Task requirements:
Render every line of the records below as a numbered list, leaving out any blank lines.

Excerpts of pointing data:
***

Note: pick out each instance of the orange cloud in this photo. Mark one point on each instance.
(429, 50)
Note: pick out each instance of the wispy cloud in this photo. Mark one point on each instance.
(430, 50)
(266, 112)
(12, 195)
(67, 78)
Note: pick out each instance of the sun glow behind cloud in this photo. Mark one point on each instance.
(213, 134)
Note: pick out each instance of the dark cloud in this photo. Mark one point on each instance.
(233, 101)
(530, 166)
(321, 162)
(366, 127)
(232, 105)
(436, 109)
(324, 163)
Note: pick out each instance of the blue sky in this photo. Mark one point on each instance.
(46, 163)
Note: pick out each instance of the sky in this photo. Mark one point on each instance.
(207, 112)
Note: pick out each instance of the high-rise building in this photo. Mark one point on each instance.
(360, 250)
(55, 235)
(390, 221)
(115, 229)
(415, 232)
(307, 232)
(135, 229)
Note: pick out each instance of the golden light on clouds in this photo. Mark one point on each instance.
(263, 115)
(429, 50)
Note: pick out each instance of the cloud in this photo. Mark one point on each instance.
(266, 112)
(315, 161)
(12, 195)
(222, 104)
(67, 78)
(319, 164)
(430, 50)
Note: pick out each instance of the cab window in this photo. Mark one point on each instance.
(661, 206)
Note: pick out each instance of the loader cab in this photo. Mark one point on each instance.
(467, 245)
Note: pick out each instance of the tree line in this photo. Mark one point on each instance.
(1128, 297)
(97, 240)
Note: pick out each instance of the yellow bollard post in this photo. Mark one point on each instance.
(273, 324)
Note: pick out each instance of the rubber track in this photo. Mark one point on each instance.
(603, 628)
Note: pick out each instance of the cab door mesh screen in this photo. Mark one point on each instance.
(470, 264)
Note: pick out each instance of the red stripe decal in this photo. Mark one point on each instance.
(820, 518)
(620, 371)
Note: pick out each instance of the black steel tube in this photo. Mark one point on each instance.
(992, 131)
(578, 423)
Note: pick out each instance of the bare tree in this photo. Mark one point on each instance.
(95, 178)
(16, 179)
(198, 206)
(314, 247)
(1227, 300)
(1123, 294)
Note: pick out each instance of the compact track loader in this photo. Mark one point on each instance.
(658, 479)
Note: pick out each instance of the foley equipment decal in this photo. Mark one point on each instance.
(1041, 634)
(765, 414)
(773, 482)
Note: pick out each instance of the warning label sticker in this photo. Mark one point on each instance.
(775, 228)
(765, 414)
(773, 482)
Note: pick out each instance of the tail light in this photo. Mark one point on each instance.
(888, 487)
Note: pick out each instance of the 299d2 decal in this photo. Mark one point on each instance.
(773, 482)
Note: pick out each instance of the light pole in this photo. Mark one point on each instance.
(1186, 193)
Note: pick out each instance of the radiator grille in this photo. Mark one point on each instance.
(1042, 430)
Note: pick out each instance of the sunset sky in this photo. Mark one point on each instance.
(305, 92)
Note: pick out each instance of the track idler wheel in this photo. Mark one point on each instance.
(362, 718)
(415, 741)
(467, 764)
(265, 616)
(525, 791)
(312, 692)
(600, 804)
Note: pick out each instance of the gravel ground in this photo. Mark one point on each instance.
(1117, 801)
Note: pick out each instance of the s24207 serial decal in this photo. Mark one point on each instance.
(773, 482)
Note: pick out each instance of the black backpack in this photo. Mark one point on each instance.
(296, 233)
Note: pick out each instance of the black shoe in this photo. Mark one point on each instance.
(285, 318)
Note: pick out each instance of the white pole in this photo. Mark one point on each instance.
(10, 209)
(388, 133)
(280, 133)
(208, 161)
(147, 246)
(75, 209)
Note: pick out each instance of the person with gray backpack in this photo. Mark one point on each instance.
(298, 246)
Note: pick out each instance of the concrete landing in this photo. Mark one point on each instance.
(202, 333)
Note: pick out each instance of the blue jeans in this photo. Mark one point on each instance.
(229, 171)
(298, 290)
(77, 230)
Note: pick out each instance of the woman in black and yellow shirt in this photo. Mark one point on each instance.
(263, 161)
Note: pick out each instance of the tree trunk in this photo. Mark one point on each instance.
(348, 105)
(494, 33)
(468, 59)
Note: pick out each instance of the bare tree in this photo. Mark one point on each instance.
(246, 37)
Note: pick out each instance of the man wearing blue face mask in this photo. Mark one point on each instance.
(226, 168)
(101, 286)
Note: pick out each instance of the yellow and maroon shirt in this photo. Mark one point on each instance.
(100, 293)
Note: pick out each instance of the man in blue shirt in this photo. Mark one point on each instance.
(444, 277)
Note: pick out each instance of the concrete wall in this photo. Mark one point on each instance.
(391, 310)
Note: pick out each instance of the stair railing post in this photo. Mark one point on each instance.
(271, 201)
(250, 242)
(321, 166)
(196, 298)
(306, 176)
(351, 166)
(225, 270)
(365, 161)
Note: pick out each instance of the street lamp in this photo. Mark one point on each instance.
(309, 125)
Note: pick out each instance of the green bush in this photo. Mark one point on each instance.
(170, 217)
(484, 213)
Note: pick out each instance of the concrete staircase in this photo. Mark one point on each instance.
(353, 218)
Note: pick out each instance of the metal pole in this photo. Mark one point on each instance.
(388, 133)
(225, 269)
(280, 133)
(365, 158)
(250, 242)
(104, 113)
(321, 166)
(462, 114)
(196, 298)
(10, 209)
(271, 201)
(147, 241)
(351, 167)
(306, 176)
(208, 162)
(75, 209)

***

The solution:
1. Note: pick out each instance of the orange cloud in this photo. Mark one point on each instance.
2. (429, 50)
3. Note: pick out each instance of the wispy cloud in this photo. Mark one point on each instance.
4. (430, 50)
5. (266, 112)
6. (12, 195)
7. (67, 78)
8. Note: pick out each instance of the sun glow behind cloud in this photo. Mark one point on each instance.
9. (213, 134)
10. Note: pick out each instance of the dark cloud in this photo. Mark one point on each instance.
11. (233, 101)
12. (530, 166)
13. (321, 162)
14. (366, 127)
15. (232, 105)
16. (436, 109)
17. (324, 163)
18. Note: pick out each instance of the blue sky in this photo. Mark one point on each instance.
19. (46, 163)
20. Note: pick out each instance of the sky in this photo. Mark one point on each instance.
21. (207, 112)
22. Note: pick out each instance of the high-rise building in this photo. Mark one point on each instance.
23. (360, 250)
24. (55, 235)
25. (390, 221)
26. (115, 229)
27. (415, 232)
28. (307, 232)
29. (135, 229)
30. Note: pick out each instance of the golden light on clouds in this photo. Mark one point on each instance.
31. (263, 115)
32. (429, 50)
33. Note: pick out each instance of the cloud in this photo. Mark one point on each instance.
34. (266, 112)
35. (315, 161)
36. (12, 195)
37. (222, 104)
38. (67, 78)
39. (319, 164)
40. (430, 50)
41. Note: pick out each instance of the cab window in this photo. Mark one point on each instance.
42. (661, 206)
43. Note: pick out each instance of the loader cab in this photo. Mark one point on each instance.
44. (467, 245)
45. Note: pick out each instance of the tree line in this photo. Mark one point on each instance.
46. (1128, 297)
47. (97, 240)
48. Note: pick out each instance of the yellow bollard post in this photo. Mark one point on each instance.
49. (273, 324)
50. Note: pick out each instance of the rubber track in this photo. Mark one point on each instance.
51. (603, 628)
52. Note: pick out each instance of the cab door mesh screen in this photo. Mark one point on each instance.
53. (470, 264)
54. Note: pick out each instance of the red stripe decal in this photo. Mark one point on each instance.
55. (820, 518)
56. (620, 371)
57. Note: pick out each instance of the black steel tube in this photo. Mark one point on each instance.
58. (992, 131)
59. (578, 423)
60. Note: pick out each instance of the bare tree in this photo. Mark one point on each instance.
61. (95, 178)
62. (16, 179)
63. (198, 206)
64. (314, 247)
65. (1227, 300)
66. (1123, 294)
67. Note: pick out each instance of the compact track loader in this photo. Mark one point on each instance.
68. (658, 479)
69. Note: pick out each instance of the foley equipment decal in this photo. Mark one point on each instance.
70. (1041, 634)
71. (765, 414)
72. (773, 482)
73. Note: pick out each instance of the warning label sticker in this photo. Mark one point on each instance.
74. (775, 228)
75. (765, 414)
76. (773, 482)
77. Note: pick out each instance of the tail light in this photo. Mark one point on each instance.
78. (888, 487)
79. Note: pick out each instance of the 299d2 decal in this photo. Mark one point on each instance.
80. (773, 482)
81. Note: pick out each instance of the light pole in this photo. Mark one point on each instance.
82. (1186, 193)
83. Note: pick out each instance of the radiator grille in this photo. Mark one point on each instance.
84. (1042, 430)
85. Note: pick out each instance of the sunset sky in this photo. Mark one point on each instance.
86. (305, 92)
87. Note: pick out each instance of the track idler wheel in this photo. Mark one point on each instance.
88. (362, 718)
89. (415, 741)
90. (467, 764)
91. (265, 616)
92. (525, 791)
93. (312, 692)
94. (600, 804)
95. Note: pick out each instance of the gravel ground in this photo. Mark one point on each instance.
96. (1117, 801)
97. Note: pick out each instance of the s24207 serial decal in this photo. Mark one point on each instance.
98. (773, 482)
99. Note: pick out each instance of the black backpack in this photo. Mark one point on each instance.
100. (296, 233)
101. Note: pick out each instance of the black shoe in this photo. Mark one point on each instance.
102. (285, 318)
103. Note: pick out each instance of the white pole in this photo. Mark one point on each instance.
104. (10, 209)
105. (388, 133)
106. (280, 133)
107. (208, 161)
108. (147, 246)
109. (75, 209)
110. Note: pick out each instance of the person with gray backpack in this photo. Mark one point on each instance.
111. (298, 246)
112. Note: pick out each instance of the concrete landing in this photo. Mark one point on each instance.
113. (202, 333)
114. Note: pick out each instance of the blue jeans in this photo. Mark one point on each instance.
115. (229, 171)
116. (298, 290)
117. (77, 230)
118. Note: pick out each instance of the woman in black and yellow shirt in this photo. Mark one point on each instance.
119. (263, 161)
120. Note: pick out each instance of the tree trunk in this photo. Mark one point on each instance.
121. (348, 105)
122. (494, 33)
123. (468, 59)
124. Note: pick out each instance of the bare tree in this photo. Mark one point on each instance.
125. (246, 37)
126. Note: pick out each instance of the man wearing blue face mask in this photo. Mark one point on each instance.
127. (226, 168)
128. (101, 286)
129. Note: pick out each instance of the yellow and maroon shirt in this photo. Mark one point on each instance.
130. (100, 293)
131. Note: pick out each instance of the man in blue shirt in this photo. Mark one point on each instance.
132. (444, 277)
133. Note: pick out each instance of the concrete wall in this photo. Mark one point on each instance.
134. (391, 310)
135. Note: pick out each instance of the stair railing post in this photo. Mark one point on each instance.
136. (271, 201)
137. (250, 242)
138. (321, 166)
139. (196, 298)
140. (306, 176)
141. (351, 166)
142. (225, 270)
143. (365, 161)
144. Note: pick out each instance of the street lamp in this photo. Mark one point on each instance.
145. (309, 125)
146. Note: pick out each instance of the green bush in this photo. Mark one point on each instance.
147. (170, 217)
148. (484, 213)
149. Note: pick out each instance of the concrete staircase in this photo. Mark one point on each instance.
150. (353, 218)
151. Note: pick out each instance of the metal pole in this photo. Mark one point on each instance.
152. (388, 133)
153. (225, 269)
154. (280, 133)
155. (365, 158)
156. (250, 242)
157. (104, 113)
158. (321, 166)
159. (462, 114)
160. (196, 298)
161. (10, 209)
162. (271, 201)
163. (147, 241)
164. (351, 167)
165. (306, 176)
166. (208, 162)
167. (75, 209)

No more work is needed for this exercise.